• _Apply what you read_:
A. Revise the passage on farming in flood-prone areas: begin at the words "One should relocate" and stop after "some deficiency symptoms.", replacing "livestock" with "farm animals".
B. In the passage on farming in flood-prone areas, what should the foliar be mixed with while spraying?
C. Please extend the passage on farming in flood-prone areas from its last sentence.

In waterlogged areas, one should consider planting trees such as eucalyptus that require a lot of water.
Consider strip cropping, which involves cultivating a field partitioned into long, narrow alternated strips. This method is used where the slope is too steep to prevent soil erosion.
The crops to be planted include wheat and other forages which are alternated with strips of row crop such as soybeans.
One should relocate livestock to a higher ground to prevent them for being washed away by floods. Farm machinery should also be kept at high levels under a shed to ensure they remain safe.
Farm waste such as chemical bottles should be well-disposed of to prevent contamination of rivers.
Farm produce and inputs should be placed in areas above floodwater level. Normally, when there is flooding and soil erosion, leaching of nutrients occurs, which makes the plant show some deficiency symptoms.
To prevent this, farmers must spray their crops with foliar fertiliser as the plants absorb the nutrients through the leaves.
While spraying, the foliar should be mixed with a sticky substance so that it is not washed away by the raindrops before the plant takes up the nutrients. The same case applies while spraying fungicides and pesticides.

(Point location data)
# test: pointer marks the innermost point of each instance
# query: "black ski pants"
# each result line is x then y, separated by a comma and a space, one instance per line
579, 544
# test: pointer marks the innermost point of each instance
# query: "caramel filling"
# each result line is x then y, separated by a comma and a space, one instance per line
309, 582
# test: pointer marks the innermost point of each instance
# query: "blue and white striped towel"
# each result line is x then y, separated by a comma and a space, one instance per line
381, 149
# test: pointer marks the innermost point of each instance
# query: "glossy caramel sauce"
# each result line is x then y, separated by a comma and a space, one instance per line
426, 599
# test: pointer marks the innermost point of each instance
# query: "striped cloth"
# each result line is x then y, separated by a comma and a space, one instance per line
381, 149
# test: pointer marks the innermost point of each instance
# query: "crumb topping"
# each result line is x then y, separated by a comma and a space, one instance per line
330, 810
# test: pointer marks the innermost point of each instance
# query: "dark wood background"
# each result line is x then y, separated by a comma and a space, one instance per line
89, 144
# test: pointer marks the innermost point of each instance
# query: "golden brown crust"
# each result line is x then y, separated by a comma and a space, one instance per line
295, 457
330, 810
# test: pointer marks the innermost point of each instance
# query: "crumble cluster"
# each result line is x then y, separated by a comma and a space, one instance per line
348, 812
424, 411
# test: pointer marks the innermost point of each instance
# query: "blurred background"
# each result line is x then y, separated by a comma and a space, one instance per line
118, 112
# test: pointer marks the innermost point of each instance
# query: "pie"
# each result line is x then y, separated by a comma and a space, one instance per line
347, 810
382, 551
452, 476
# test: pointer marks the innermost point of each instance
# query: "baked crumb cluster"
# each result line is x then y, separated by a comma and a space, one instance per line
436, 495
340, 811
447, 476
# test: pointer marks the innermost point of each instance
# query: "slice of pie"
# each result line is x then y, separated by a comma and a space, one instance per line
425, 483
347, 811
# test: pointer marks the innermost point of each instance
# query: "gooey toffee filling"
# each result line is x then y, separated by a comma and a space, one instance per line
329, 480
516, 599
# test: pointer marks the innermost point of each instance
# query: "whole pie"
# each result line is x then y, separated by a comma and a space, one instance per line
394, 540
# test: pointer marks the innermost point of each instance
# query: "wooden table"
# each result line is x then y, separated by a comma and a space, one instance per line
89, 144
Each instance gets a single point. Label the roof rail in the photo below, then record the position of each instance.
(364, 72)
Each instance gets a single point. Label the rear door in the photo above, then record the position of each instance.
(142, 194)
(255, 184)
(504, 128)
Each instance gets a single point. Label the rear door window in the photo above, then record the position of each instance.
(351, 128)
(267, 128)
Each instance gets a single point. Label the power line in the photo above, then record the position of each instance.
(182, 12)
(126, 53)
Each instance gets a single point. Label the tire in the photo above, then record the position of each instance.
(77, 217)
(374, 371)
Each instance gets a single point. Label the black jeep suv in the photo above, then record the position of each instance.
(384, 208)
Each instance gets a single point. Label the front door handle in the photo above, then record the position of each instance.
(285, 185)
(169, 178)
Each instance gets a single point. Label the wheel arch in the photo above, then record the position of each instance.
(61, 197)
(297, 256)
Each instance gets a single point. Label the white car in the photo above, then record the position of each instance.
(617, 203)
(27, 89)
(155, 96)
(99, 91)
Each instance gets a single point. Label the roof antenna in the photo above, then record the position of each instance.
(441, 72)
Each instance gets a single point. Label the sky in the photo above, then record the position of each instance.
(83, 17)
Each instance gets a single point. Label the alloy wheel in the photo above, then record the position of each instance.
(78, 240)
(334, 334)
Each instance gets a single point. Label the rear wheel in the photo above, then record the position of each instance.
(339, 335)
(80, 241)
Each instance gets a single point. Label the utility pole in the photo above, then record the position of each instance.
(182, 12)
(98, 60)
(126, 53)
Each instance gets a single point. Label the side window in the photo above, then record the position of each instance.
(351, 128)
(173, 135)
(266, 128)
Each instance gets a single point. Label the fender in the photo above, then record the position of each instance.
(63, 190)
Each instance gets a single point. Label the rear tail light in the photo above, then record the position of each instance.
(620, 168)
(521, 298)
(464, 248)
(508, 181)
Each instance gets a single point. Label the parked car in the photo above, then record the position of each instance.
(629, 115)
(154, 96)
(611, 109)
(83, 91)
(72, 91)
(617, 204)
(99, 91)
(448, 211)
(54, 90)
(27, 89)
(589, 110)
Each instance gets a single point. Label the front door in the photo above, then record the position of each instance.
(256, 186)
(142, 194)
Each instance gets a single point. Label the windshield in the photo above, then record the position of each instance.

• _Answers per task_:
A.
One should relocate farm animals to a higher ground to prevent them for being washed away by floods. Farm machinery should also be kept at high levels under a shed to ensure they remain safe.
Farm waste such as chemical bottles should be well-disposed of to prevent contamination of rivers.
Farm produce and inputs should be placed in areas above floodwater level. Normally, when there is flooding and soil erosion, leaching of nutrients occurs, which makes the plant show some deficiency symptoms.

B. A sticky substance.

C.
Farmers should be on the lookout for pests and diseases likely to affect their crops.
For instance, the spread of fungal diseases is very high during this rainy season. Tomatoes have profoundly been affected by early and late blight.
In this case, prevent the occurrence of the disease by ensuring that you observe all the farm hygiene practices and ensure you spray fungicides to prevent the occurrence of the diseases.
Affected leaves should also be removed and properly disposed of to prevent the spread of the disease.
For greenhouses, the drainage systems should be well managed by creating proper channels as surface runoff could result in the entry of pathogens from the nearby fields.
This would probably transmit soil-borne diseases such as fusarium and bacterial wilt into the greenhouse.